## Exercise requirements:
Give the entries back exactly, dropping each image.

____

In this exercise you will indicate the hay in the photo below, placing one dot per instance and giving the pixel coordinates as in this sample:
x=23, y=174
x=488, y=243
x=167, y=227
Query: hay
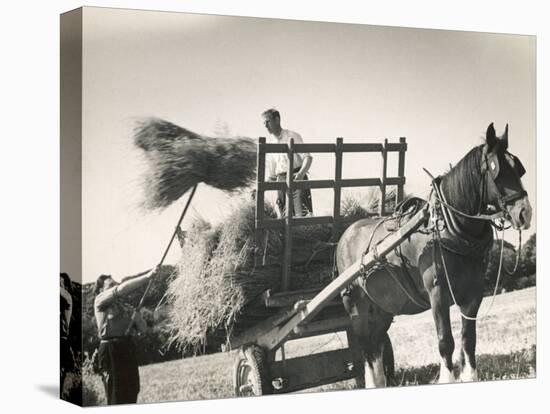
x=217, y=291
x=178, y=159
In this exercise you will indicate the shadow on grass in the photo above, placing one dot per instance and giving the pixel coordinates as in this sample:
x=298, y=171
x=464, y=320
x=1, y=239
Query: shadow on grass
x=520, y=364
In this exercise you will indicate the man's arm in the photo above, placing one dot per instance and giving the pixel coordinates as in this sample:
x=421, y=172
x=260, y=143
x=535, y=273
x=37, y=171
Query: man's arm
x=307, y=159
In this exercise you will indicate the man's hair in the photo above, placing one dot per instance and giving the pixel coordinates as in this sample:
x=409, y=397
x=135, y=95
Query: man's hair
x=99, y=283
x=273, y=113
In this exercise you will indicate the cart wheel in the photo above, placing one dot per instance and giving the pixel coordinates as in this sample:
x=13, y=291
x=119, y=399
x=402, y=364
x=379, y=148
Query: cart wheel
x=250, y=375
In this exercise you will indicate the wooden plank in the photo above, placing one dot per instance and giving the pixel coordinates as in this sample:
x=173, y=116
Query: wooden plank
x=362, y=147
x=313, y=370
x=279, y=334
x=303, y=184
x=321, y=327
x=337, y=187
x=251, y=335
x=397, y=147
x=311, y=221
x=282, y=299
x=272, y=186
x=276, y=148
x=288, y=219
x=270, y=224
x=401, y=170
x=360, y=182
x=299, y=148
x=260, y=198
x=382, y=202
x=395, y=180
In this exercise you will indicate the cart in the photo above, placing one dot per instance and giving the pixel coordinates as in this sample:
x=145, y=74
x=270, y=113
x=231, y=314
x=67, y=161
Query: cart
x=307, y=313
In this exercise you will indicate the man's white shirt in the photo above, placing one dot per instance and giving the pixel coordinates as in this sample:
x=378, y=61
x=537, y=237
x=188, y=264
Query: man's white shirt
x=278, y=163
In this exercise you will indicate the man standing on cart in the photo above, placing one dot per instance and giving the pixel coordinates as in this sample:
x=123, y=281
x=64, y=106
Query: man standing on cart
x=278, y=166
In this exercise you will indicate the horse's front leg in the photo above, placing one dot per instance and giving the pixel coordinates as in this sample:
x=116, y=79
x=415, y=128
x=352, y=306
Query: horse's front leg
x=468, y=370
x=440, y=311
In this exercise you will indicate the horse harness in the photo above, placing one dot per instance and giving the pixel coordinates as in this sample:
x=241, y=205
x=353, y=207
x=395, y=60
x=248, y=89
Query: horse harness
x=442, y=220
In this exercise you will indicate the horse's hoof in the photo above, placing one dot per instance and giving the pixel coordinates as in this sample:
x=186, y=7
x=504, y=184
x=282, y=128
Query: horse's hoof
x=469, y=376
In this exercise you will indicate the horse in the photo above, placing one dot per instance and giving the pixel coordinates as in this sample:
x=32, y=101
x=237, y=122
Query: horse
x=440, y=265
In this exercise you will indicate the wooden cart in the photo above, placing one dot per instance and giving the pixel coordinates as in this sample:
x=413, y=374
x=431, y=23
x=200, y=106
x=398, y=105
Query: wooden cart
x=310, y=312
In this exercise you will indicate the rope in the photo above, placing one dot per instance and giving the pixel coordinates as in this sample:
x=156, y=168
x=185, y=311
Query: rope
x=518, y=255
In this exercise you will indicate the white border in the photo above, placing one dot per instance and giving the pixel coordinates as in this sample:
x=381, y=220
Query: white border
x=30, y=208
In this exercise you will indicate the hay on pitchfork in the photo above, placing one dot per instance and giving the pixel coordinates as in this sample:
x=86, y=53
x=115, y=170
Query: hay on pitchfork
x=178, y=159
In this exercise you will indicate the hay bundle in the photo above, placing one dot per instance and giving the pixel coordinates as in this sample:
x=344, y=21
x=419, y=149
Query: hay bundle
x=217, y=291
x=178, y=159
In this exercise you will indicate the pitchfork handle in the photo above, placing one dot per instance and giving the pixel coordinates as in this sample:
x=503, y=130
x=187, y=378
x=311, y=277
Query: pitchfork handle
x=162, y=260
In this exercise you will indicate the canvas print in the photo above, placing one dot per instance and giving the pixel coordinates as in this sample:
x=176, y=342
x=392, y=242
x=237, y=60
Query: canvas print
x=266, y=206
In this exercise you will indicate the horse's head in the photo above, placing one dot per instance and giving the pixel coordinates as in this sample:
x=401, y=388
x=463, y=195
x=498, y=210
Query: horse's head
x=503, y=171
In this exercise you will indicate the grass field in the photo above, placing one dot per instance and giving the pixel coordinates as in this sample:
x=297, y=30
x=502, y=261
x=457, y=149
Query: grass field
x=506, y=349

____

## Right answer:
In this exercise you will indicate the hay in the photo below, placing one dot per instance and giving the pixel coordinates as in this sample:
x=23, y=174
x=488, y=243
x=167, y=227
Query: hay
x=217, y=291
x=178, y=159
In this exercise you will indicate the shadow on grass in the photo above, placing one dot per instance and giving the pixel coordinates as in this sample:
x=298, y=171
x=464, y=320
x=1, y=239
Query: shadow on grass
x=520, y=364
In this exercise you will indicate the man's arm in the photo above, placing one dot per instance and giving the pixel coordinates as in this sample:
x=421, y=172
x=260, y=143
x=535, y=273
x=37, y=171
Query: man's arm
x=307, y=159
In this exercise you will indicate the man's hair in the photo above, placing one dot per instance and giving the pixel coordinates as in this sample:
x=409, y=397
x=135, y=95
Query: man's hair
x=99, y=283
x=273, y=113
In this exercise you will indicate the cart wheel in the photo above, placing one dot per instance and giving the pixel coordinates as in this sample:
x=13, y=291
x=119, y=399
x=402, y=364
x=379, y=148
Query: cart wheel
x=250, y=375
In this exercise you will indicate the wooden plank in the photo above, placing one dot per instance and giving the pixel coordinates as in this sample:
x=173, y=116
Query: wooden plank
x=362, y=147
x=313, y=370
x=279, y=334
x=303, y=184
x=321, y=327
x=337, y=187
x=251, y=335
x=397, y=147
x=311, y=221
x=282, y=299
x=272, y=186
x=276, y=148
x=288, y=219
x=270, y=224
x=401, y=170
x=360, y=182
x=299, y=148
x=260, y=198
x=382, y=202
x=395, y=180
In this exercise you will indicate the cart in the photo above, placing one dot per instance and giving the pixel coordinates as in this sample:
x=145, y=74
x=270, y=113
x=231, y=314
x=67, y=161
Query: cart
x=307, y=313
In this exercise you will indicate the man's white shirt in the photo above, placing one dot per instance and giving the pixel coordinates as in this sample:
x=378, y=61
x=537, y=237
x=188, y=264
Query: man's white shirt
x=278, y=163
In this exercise you will indicate the man standing on cart in the photo above, placing one dot per instance and giving the pixel coordinates as in this sample:
x=123, y=281
x=64, y=106
Query: man standing on cart
x=278, y=166
In this exercise you will indicate the horse's front leg in the photo above, placing one dot per instance and giving the pixel coordinates as in this sample:
x=116, y=79
x=415, y=128
x=352, y=306
Query: horse's front leg
x=468, y=370
x=440, y=311
In this exercise you will indicate the horse harness in the photo above, placing one dot per instance and giving the pixel coordinates as in this sample:
x=241, y=205
x=353, y=207
x=395, y=60
x=248, y=89
Query: horse harness
x=442, y=220
In this exercise you will indicate the horse's hoof in the photo above, placing one dot per instance and giving the pixel coordinates as in this sample:
x=186, y=7
x=504, y=184
x=282, y=128
Query: horse's hoof
x=469, y=376
In this exercise you will indicate the horse in the photo above, placing one dot per instance and giving the pixel coordinates as in this sample:
x=32, y=101
x=237, y=122
Query: horse
x=440, y=265
In this exercise you will indicate the wooden cart in the photo above, placing one dot per instance and giving the pixel coordinates as in this sample:
x=413, y=374
x=431, y=23
x=200, y=106
x=398, y=105
Query: wooden cart
x=310, y=312
In this exercise you will indicate the rope in the photo above, placing one dot per instance and giving the pixel coordinates as in this sample:
x=156, y=168
x=185, y=311
Query: rope
x=518, y=255
In this exercise you will indicate the white border in the photo above, placing one dot per instance and giving the pixel coordinates as in this sample:
x=381, y=220
Query: white border
x=30, y=208
In this exercise you will indicate the hay on pitchfork in the photo above, placing one dot per instance and giving the pixel coordinates as in this sample:
x=86, y=53
x=115, y=170
Query: hay on pitchfork
x=178, y=159
In this exercise you will indicate the hay bundle in the photo above, placing one dot per instance and giving the pixel coordinates as in this sample:
x=344, y=21
x=419, y=149
Query: hay bundle
x=217, y=291
x=178, y=159
In this exercise you will indicate the pitchfork handle in the photo above, placing one dot per instance and giving the pixel coordinates as in this sample:
x=503, y=130
x=187, y=378
x=311, y=277
Query: pitchfork handle
x=162, y=260
In this exercise you will indicate the canvas print in the photo above, placing one dot per instance and giving the pixel coordinates as in this sample:
x=176, y=342
x=392, y=242
x=237, y=60
Query: canvas print
x=266, y=206
In this exercise you will indicate the horse's head in the photo above, placing one dot per instance and giving the pixel coordinates as in this sample:
x=401, y=388
x=463, y=195
x=498, y=210
Query: horse's head
x=503, y=171
In this exercise you will indicate the grass field in the photo above, placing one dot per instance and giving the pixel coordinates as in this sample:
x=297, y=30
x=502, y=261
x=457, y=149
Query: grass field
x=506, y=349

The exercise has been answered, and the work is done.